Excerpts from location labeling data
· · ·

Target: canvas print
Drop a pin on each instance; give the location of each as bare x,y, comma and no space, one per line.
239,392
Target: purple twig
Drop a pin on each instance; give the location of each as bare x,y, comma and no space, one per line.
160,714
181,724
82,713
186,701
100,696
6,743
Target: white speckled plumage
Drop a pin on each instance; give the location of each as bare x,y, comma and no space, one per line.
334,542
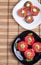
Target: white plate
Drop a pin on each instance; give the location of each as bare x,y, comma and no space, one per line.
20,20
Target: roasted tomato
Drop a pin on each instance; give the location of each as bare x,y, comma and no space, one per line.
22,46
28,4
29,19
22,12
35,10
29,39
37,47
29,54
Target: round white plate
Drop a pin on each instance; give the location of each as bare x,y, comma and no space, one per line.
21,21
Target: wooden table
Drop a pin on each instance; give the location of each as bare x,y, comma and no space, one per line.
9,29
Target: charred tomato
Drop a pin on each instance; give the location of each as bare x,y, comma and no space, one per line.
22,46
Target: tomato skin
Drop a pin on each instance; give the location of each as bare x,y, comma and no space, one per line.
27,20
20,46
35,13
37,45
22,14
29,39
28,4
32,54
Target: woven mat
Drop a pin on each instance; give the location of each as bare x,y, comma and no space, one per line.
9,29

· · ·

Task details:
Write out the entire listing again, requests included, and shift every coordinate in the answers by adding 87 to each number. Leave the pictures out.

Worked solution:
Target: canvas print
Drop a pin on each instance; give the location of each as bare x,y, comma and no space, one per line.
326,479
Target: purple twig
Drop a pin on each instance; give the location of each as bare x,y, comma and no space, one per line.
247,801
268,811
169,800
273,788
187,783
93,830
Target: white speckled plumage
Drop a pin on each instance; give the location of each as bare x,y, comma and no space, one per line.
421,629
Target: white plate
Drop a pin on each instance; give the location of each as bare x,y, comma and no space, one per line.
107,107
Target: roasted tomato
Drop a pin on each instance; give the location of each as bare x,y, comma and no space, one per line.
109,133
115,91
116,106
109,99
122,97
116,126
124,134
116,141
Target: round white plate
Drop a pin on each instance; give the location of each as bare x,y, comma and no space, one per line.
108,108
Target: wooden table
Drop a pin on each instance; give the location of each as bare x,y, comma and no space, one per line.
96,116
Target: charred tomato
Drop a pin on each instance; give the location of each as bare x,y, comma and no space, one per line.
109,133
Target: tomato skin
Drop a pin on each instance; give the location of each as bare x,y, comma and no space, one per line.
114,107
107,133
122,100
124,132
109,101
116,126
115,91
119,141
Target: woven mat
Drop a pin on each instance; give the location of each as bare x,y, comma and no space, one per line.
96,116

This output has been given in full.